Exercise instructions => Copy out every line of the data exactly.

===== Supplied material

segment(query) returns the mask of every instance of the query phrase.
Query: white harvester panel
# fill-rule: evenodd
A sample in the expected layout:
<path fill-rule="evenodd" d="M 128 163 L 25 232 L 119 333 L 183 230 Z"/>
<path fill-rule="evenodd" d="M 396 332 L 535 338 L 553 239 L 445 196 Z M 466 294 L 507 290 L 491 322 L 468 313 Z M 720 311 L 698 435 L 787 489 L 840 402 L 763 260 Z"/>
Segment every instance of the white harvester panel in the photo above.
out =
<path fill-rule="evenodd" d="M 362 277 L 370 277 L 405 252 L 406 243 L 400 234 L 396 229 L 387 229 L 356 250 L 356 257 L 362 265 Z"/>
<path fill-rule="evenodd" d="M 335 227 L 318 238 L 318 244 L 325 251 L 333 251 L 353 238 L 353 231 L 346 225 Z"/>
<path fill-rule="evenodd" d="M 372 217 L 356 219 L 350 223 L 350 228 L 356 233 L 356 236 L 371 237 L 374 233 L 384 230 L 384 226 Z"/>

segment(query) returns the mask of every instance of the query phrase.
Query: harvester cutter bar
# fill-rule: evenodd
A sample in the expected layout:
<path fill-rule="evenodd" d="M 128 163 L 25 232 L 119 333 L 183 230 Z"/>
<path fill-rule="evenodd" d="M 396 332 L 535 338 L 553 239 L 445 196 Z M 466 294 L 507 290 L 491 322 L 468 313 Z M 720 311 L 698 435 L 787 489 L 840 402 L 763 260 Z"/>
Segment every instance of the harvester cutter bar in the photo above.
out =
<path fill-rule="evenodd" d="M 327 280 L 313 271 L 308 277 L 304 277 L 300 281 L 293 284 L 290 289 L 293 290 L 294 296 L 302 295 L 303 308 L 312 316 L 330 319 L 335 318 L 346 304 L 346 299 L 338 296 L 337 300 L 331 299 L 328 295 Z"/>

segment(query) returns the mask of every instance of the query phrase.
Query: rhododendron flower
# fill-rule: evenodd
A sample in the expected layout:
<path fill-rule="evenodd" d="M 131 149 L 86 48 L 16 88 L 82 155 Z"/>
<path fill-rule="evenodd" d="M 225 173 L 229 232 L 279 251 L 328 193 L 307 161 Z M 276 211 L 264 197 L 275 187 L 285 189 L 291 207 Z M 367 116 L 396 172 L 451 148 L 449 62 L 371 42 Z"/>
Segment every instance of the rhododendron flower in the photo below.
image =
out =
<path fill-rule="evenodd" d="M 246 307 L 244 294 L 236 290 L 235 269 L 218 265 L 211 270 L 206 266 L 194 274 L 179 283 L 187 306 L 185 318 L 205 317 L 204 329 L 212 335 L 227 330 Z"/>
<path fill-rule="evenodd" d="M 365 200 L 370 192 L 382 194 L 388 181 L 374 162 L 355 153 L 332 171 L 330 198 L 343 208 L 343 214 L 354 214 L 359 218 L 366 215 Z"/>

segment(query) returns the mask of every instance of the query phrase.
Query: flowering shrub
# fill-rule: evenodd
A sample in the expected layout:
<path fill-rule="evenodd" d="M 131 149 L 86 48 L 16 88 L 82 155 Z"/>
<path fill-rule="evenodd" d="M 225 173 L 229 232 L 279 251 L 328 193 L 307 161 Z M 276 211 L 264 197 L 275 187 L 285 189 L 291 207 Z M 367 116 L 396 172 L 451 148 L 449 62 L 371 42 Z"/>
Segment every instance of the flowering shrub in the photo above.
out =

==========

Exercise result =>
segment(query) returns the mask of every instance of the query phrase.
Query: white harvester panel
# fill-rule: evenodd
A sample in the expected layout:
<path fill-rule="evenodd" d="M 128 163 L 25 232 L 119 333 L 183 230 Z"/>
<path fill-rule="evenodd" d="M 396 332 L 535 338 L 553 239 L 445 196 Z M 466 294 L 507 290 L 491 322 L 468 313 Z M 720 311 L 698 435 L 787 489 L 840 402 L 763 260 Z"/>
Segment every instance of the white harvester panel in the photo above.
out =
<path fill-rule="evenodd" d="M 362 277 L 370 277 L 405 252 L 406 243 L 400 234 L 396 229 L 387 229 L 356 250 L 356 257 L 362 265 Z"/>
<path fill-rule="evenodd" d="M 335 227 L 318 238 L 318 244 L 325 251 L 333 251 L 353 238 L 353 231 L 346 225 Z"/>
<path fill-rule="evenodd" d="M 372 217 L 356 219 L 350 223 L 350 228 L 356 233 L 356 236 L 371 237 L 374 233 L 384 230 L 384 226 Z"/>

segment(query) returns the mask of every instance of the query phrase.
Query: harvester cutter bar
# fill-rule: evenodd
A sample in the expected layout:
<path fill-rule="evenodd" d="M 128 163 L 25 232 L 119 333 L 183 230 Z"/>
<path fill-rule="evenodd" d="M 396 332 L 535 338 L 553 239 L 445 196 Z M 466 294 L 507 290 L 491 322 L 468 313 Z M 720 311 L 698 435 L 787 489 L 840 402 L 763 260 Z"/>
Segment every instance of the harvester cutter bar in the photo above.
out =
<path fill-rule="evenodd" d="M 327 280 L 313 271 L 308 277 L 304 277 L 300 281 L 293 284 L 290 289 L 293 290 L 294 296 L 302 295 L 303 308 L 312 316 L 330 319 L 335 318 L 346 304 L 346 299 L 338 296 L 337 300 L 331 299 L 328 295 Z"/>

segment(query) returns the mask of every instance of the query phrase.
Query: rhododendron flower
# fill-rule: evenodd
A sample in the expected layout:
<path fill-rule="evenodd" d="M 131 149 L 86 48 L 16 88 L 82 155 Z"/>
<path fill-rule="evenodd" d="M 225 173 L 229 232 L 279 251 L 328 193 L 307 161 Z M 276 211 L 264 197 L 275 187 L 285 189 L 291 207 Z M 367 116 L 396 172 L 451 148 L 449 62 L 371 42 Z"/>
Segment every instance of the rhododendron flower in the photo below.
image =
out =
<path fill-rule="evenodd" d="M 246 307 L 244 294 L 236 290 L 235 269 L 218 265 L 211 270 L 206 266 L 194 274 L 179 283 L 187 306 L 185 318 L 205 317 L 204 329 L 212 335 L 227 330 Z"/>
<path fill-rule="evenodd" d="M 365 200 L 370 192 L 382 194 L 388 181 L 374 162 L 355 153 L 332 171 L 330 198 L 343 208 L 343 214 L 354 214 L 359 218 L 366 215 Z"/>

segment(query) returns the mask of every instance of the query phrase.
Query: flowering shrub
# fill-rule: evenodd
A sample in the expected layout:
<path fill-rule="evenodd" d="M 131 149 L 86 48 L 16 88 L 82 155 Z"/>
<path fill-rule="evenodd" d="M 225 173 L 229 232 L 279 251 L 328 193 L 307 161 Z M 276 211 L 264 197 L 275 187 L 285 189 L 291 207 Z M 367 116 L 396 172 L 451 148 L 449 62 L 371 42 Z"/>
Segment every instance of the flowering shrub in the photo above.
out =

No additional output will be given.